WHAT NEEDS TO BE DONE ::
Extract all of the entries and set them down verbatim.

Data listing
########################################

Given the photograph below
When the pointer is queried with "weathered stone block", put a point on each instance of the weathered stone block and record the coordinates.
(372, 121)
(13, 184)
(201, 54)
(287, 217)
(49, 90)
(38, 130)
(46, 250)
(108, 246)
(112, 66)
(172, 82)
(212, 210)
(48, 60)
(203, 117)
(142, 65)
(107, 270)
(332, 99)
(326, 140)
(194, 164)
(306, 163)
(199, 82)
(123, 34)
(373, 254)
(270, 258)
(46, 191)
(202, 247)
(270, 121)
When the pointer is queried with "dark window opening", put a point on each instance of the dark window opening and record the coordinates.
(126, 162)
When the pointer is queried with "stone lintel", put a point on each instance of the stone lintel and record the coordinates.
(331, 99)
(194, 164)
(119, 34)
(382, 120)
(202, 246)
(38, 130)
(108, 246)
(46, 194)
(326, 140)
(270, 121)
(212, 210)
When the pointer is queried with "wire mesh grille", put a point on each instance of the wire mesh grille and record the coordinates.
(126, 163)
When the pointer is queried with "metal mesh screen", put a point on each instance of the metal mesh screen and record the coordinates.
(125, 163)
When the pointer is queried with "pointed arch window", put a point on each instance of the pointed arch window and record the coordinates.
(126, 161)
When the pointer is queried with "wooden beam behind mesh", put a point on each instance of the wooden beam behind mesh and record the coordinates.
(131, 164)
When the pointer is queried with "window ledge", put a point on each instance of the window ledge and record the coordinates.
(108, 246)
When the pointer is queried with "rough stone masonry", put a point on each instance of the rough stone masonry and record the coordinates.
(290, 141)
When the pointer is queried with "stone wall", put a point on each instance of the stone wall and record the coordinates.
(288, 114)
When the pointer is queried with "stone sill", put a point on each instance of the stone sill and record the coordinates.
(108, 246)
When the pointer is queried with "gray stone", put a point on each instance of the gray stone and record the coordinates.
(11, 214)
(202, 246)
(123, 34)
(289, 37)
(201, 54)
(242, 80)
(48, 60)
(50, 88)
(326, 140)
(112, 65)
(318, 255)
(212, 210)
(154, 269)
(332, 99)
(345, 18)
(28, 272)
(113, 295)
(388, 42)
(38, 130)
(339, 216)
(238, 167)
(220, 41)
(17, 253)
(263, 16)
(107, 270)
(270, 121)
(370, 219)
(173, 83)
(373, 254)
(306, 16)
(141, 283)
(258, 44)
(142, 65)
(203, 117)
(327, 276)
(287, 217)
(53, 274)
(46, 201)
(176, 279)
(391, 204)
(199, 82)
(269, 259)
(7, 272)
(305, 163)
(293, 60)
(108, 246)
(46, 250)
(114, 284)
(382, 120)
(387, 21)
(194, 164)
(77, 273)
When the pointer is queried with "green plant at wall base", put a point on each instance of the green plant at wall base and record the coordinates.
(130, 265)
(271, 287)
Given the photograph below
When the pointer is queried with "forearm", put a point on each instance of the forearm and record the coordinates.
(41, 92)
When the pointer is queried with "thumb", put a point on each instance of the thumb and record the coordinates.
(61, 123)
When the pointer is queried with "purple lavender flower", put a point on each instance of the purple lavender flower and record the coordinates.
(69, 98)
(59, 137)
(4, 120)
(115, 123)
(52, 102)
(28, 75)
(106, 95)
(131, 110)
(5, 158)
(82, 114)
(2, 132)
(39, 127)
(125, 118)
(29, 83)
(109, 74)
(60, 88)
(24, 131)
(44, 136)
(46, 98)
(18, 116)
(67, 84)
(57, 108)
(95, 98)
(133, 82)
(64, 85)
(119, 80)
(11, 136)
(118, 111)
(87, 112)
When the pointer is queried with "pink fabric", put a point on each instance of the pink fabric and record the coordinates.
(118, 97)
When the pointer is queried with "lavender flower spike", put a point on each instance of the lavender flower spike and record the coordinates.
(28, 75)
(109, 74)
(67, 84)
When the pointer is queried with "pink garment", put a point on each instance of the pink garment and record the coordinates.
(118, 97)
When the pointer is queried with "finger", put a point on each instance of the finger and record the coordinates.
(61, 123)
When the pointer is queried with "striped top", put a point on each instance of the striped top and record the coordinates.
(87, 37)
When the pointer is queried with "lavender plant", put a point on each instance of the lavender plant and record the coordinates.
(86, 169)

########################################

EXERCISE RESULT ::
Given the photograph below
When the pointer is queried with "weathered stone block", put a point on each instance of the weathered stone block and record the coordinates.
(372, 121)
(13, 184)
(201, 54)
(287, 217)
(49, 90)
(38, 130)
(46, 250)
(108, 246)
(112, 66)
(172, 82)
(212, 210)
(48, 60)
(203, 117)
(142, 65)
(107, 270)
(332, 99)
(326, 140)
(194, 164)
(306, 163)
(199, 82)
(123, 34)
(373, 254)
(270, 258)
(46, 191)
(202, 247)
(270, 121)
When the pointer is queried with "dark window opening", put a point on each instance of the dark window opening and record the coordinates.
(126, 162)
When the pointer is queried with "stone lintel", put a point on each instance of the stone lintel and record the coordinates.
(331, 99)
(194, 164)
(119, 34)
(382, 120)
(202, 246)
(38, 130)
(108, 246)
(46, 194)
(326, 140)
(270, 121)
(212, 210)
When the pointer is queried with "wire mesh grille", put a point on each instance of the wire mesh grille and record the coordinates.
(126, 163)
When the pointer is queried with "metal mesh screen", put a point on each instance of the metal mesh screen and record the coordinates.
(125, 163)
When the pointer is queried with "pointed arch window", put a point on each instance of the pointed arch window and record the coordinates.
(126, 161)
When the pointer is queried with "wooden beam behind mesh", put a point on each instance of the wooden beam behind mesh and record the coordinates.
(131, 164)
When the pointer is queried with "window ledge", put a point on each instance of the window ledge and record the coordinates.
(108, 246)
When the pointer is queried with "rough stone masonry", put a point on each instance of the rough stone masonry and record the coordinates.
(290, 141)
When the pointer is queried with "stone wall", put a point on each instance of the stone wall and record the coordinates.
(288, 114)
When the pointer is queried with "stone sill", put a point on each instance of the stone sill and record the coordinates.
(108, 246)
When the pointer is queried with "gray stone", put a point on each instance of the gray stone and record the coordinates.
(11, 214)
(202, 246)
(123, 34)
(289, 37)
(201, 54)
(242, 80)
(48, 60)
(50, 88)
(326, 140)
(112, 65)
(318, 255)
(212, 210)
(154, 269)
(332, 99)
(345, 18)
(28, 272)
(113, 295)
(388, 42)
(38, 130)
(339, 216)
(238, 167)
(220, 41)
(17, 253)
(263, 16)
(107, 270)
(270, 121)
(370, 219)
(173, 83)
(373, 254)
(306, 16)
(141, 283)
(258, 44)
(142, 65)
(203, 117)
(327, 276)
(287, 217)
(53, 274)
(46, 201)
(176, 279)
(391, 204)
(199, 82)
(269, 259)
(7, 272)
(305, 163)
(293, 60)
(108, 246)
(46, 250)
(114, 284)
(382, 120)
(387, 21)
(194, 164)
(77, 273)
When the pointer is queried with "green plant at wall base", put a point on each instance of the green plant at wall base and record the coordinates.
(130, 265)
(271, 287)
Given the photograph below
When the pointer is queried with "forearm", put a point on each instance of the forearm and record the coordinates.
(41, 92)
When the pointer is queried with "thumb", put a point on each instance of the thumb and record the coordinates.
(61, 123)
When the pointer is queried with "purple lavender flower", put a point on each instance of the purple lavender flower and record the coordinates.
(69, 98)
(59, 137)
(4, 120)
(115, 123)
(52, 102)
(28, 75)
(106, 95)
(131, 110)
(5, 158)
(82, 114)
(2, 132)
(39, 127)
(125, 118)
(29, 83)
(109, 74)
(60, 88)
(24, 131)
(44, 136)
(46, 98)
(18, 116)
(67, 84)
(57, 108)
(95, 98)
(133, 82)
(64, 85)
(119, 80)
(11, 136)
(118, 111)
(87, 112)
When the pointer is queried with "pink fabric", put a point on each instance of the pink fabric and record the coordinates.
(118, 97)
When the pointer is queried with "lavender flower spike", put a point on each instance of the lavender flower spike and record the coordinates.
(28, 75)
(109, 74)
(67, 84)
When the pointer is queried with "pink garment", put a point on each instance of the pink garment and record the coordinates.
(118, 97)
When the pointer is queried with "finger", put a point on each instance of the finger and record the coordinates.
(61, 123)
When the pointer is queried with "striped top", put a point on each instance of the striped top and record the coordinates.
(87, 37)
When the pointer is queried with "lavender plant", put a point on each instance of the lavender plant and record the coordinates.
(86, 169)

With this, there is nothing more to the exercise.